**Work to complete**
Keeping every word in place, write out the entries that come next.

Start of Block

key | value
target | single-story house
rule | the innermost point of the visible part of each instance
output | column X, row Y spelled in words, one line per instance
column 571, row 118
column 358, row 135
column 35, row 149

End of Block

**Reply**
key | value
target | single-story house
rule | the innermost point of the visible part of each instance
output | column X, row Y spelled in words, one line per instance
column 571, row 118
column 358, row 135
column 35, row 149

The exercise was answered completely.